**Data to process:**
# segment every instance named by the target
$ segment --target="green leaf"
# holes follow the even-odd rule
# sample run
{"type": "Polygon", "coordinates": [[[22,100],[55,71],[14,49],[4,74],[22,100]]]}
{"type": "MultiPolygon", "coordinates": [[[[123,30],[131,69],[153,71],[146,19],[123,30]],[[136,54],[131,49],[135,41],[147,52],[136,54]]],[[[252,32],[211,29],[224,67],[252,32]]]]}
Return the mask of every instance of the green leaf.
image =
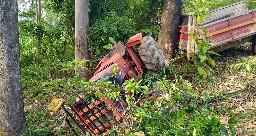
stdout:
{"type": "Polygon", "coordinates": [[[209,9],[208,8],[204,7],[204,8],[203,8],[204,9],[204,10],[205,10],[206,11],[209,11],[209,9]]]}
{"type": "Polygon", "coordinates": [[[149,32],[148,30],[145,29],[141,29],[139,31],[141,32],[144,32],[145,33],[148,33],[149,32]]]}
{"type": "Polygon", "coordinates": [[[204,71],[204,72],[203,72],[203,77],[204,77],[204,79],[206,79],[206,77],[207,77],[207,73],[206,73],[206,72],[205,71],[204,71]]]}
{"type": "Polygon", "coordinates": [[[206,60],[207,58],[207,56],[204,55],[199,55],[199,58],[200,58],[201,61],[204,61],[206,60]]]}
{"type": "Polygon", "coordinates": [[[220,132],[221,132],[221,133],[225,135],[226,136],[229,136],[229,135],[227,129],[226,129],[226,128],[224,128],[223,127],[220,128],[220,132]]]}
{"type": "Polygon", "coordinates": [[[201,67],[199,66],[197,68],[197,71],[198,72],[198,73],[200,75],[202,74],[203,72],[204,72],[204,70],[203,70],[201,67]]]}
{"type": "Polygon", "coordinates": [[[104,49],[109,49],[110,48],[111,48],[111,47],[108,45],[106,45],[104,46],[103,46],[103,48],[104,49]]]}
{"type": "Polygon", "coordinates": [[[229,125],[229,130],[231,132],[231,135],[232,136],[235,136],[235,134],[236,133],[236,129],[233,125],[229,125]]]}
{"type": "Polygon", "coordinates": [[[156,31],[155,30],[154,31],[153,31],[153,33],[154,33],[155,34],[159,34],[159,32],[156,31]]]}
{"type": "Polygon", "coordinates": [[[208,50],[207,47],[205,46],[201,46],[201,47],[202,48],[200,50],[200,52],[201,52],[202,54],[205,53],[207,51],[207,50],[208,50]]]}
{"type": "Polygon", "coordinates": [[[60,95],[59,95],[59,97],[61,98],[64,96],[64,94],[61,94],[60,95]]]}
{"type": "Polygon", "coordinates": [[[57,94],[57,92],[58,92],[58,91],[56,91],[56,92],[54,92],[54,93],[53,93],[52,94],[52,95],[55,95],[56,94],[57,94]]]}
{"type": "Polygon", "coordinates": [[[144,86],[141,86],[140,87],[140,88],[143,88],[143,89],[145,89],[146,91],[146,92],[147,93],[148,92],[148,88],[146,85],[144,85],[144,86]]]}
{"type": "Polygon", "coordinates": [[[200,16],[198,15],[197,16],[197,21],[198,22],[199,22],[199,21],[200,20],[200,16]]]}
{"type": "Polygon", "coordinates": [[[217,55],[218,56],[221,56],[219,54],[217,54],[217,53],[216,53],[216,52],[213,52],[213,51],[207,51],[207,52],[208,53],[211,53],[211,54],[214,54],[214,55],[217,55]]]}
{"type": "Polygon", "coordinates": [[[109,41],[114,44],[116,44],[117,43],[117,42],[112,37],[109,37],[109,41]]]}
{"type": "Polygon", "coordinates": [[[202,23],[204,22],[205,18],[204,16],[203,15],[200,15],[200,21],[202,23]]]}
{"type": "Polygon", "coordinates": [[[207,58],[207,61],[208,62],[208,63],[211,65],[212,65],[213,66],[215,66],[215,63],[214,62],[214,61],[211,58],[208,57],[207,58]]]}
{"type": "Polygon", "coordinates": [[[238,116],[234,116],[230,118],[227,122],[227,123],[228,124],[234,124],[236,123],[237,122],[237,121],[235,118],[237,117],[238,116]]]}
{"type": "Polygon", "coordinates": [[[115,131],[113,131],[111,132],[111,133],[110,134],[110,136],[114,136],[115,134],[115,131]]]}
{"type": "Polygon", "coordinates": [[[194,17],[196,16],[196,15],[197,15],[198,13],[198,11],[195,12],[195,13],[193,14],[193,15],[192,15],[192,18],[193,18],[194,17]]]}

**What is needed:**
Each line of the data is to be duplicated exactly; pictures stay out of the copy.

**Final answer:**
# segment every instance named by the target
$ segment --target="green leaf"
# holes follow the even-odd rule
# sample run
{"type": "Polygon", "coordinates": [[[22,100],[55,71],[14,49],[4,74],[22,100]]]}
{"type": "MultiPolygon", "coordinates": [[[[123,30],[131,69],[153,71],[146,19],[123,30]],[[136,54],[131,49],[135,41],[147,52],[136,54]]],[[[252,32],[211,29],[224,67],[252,32]]]]}
Return the mask of every instance of the green leaf.
image =
stdout:
{"type": "Polygon", "coordinates": [[[209,9],[208,8],[204,7],[204,8],[203,8],[204,9],[204,10],[205,10],[206,11],[209,11],[209,9]]]}
{"type": "Polygon", "coordinates": [[[149,32],[148,30],[145,29],[141,29],[139,31],[141,32],[144,32],[145,33],[148,33],[149,32]]]}
{"type": "Polygon", "coordinates": [[[204,71],[204,72],[203,72],[203,77],[204,77],[204,79],[206,79],[206,77],[207,77],[207,73],[206,73],[206,72],[205,71],[204,71]]]}
{"type": "Polygon", "coordinates": [[[206,60],[207,58],[207,56],[204,55],[199,55],[199,58],[200,58],[201,61],[204,61],[206,60]]]}
{"type": "Polygon", "coordinates": [[[220,132],[221,132],[221,133],[225,135],[226,136],[229,136],[229,135],[227,129],[226,129],[226,128],[224,128],[223,127],[220,128],[220,132]]]}
{"type": "Polygon", "coordinates": [[[201,67],[199,66],[197,68],[197,71],[198,72],[198,73],[200,75],[202,74],[203,72],[204,72],[204,70],[203,70],[201,67]]]}
{"type": "Polygon", "coordinates": [[[104,49],[109,49],[110,48],[111,48],[111,47],[108,45],[106,45],[104,46],[103,46],[103,48],[104,49]]]}
{"type": "Polygon", "coordinates": [[[229,125],[229,130],[231,132],[231,135],[232,136],[235,136],[235,134],[236,133],[236,129],[233,125],[229,125]]]}
{"type": "Polygon", "coordinates": [[[156,31],[155,30],[154,31],[153,31],[153,33],[154,33],[155,34],[159,34],[159,32],[156,31]]]}
{"type": "Polygon", "coordinates": [[[208,50],[207,47],[205,46],[201,46],[201,47],[202,48],[200,50],[200,52],[201,52],[202,54],[205,53],[207,51],[207,50],[208,50]]]}
{"type": "Polygon", "coordinates": [[[60,95],[59,95],[59,97],[61,98],[64,96],[64,94],[61,94],[60,95]]]}
{"type": "Polygon", "coordinates": [[[57,94],[57,92],[58,92],[58,91],[56,91],[56,92],[54,92],[54,93],[53,93],[52,94],[52,95],[55,95],[56,94],[57,94]]]}
{"type": "Polygon", "coordinates": [[[144,86],[141,86],[140,87],[140,88],[143,88],[143,89],[145,89],[146,91],[146,92],[147,93],[148,92],[148,88],[146,85],[144,85],[144,86]]]}
{"type": "Polygon", "coordinates": [[[200,16],[198,15],[197,16],[197,21],[198,22],[199,22],[199,21],[200,20],[200,16]]]}
{"type": "Polygon", "coordinates": [[[217,55],[218,56],[221,56],[219,54],[217,54],[217,53],[216,53],[216,52],[213,52],[213,51],[207,51],[207,52],[208,53],[211,53],[211,54],[214,54],[214,55],[217,55]]]}
{"type": "Polygon", "coordinates": [[[109,41],[114,44],[116,44],[117,43],[117,42],[112,37],[109,37],[109,41]]]}
{"type": "Polygon", "coordinates": [[[202,23],[204,22],[205,18],[204,16],[203,15],[200,15],[200,21],[202,23]]]}
{"type": "Polygon", "coordinates": [[[207,58],[207,61],[208,62],[208,63],[211,65],[212,65],[213,66],[215,66],[215,63],[214,62],[214,61],[211,58],[208,57],[207,58]]]}
{"type": "Polygon", "coordinates": [[[238,116],[234,116],[230,118],[227,122],[227,123],[228,124],[234,124],[236,123],[237,122],[237,121],[235,118],[237,117],[238,116]]]}
{"type": "Polygon", "coordinates": [[[115,131],[113,131],[111,132],[111,133],[110,134],[110,136],[114,136],[115,134],[115,131]]]}
{"type": "Polygon", "coordinates": [[[194,17],[196,16],[196,15],[197,15],[198,13],[198,11],[195,12],[195,13],[193,14],[193,15],[192,15],[192,18],[193,18],[194,17]]]}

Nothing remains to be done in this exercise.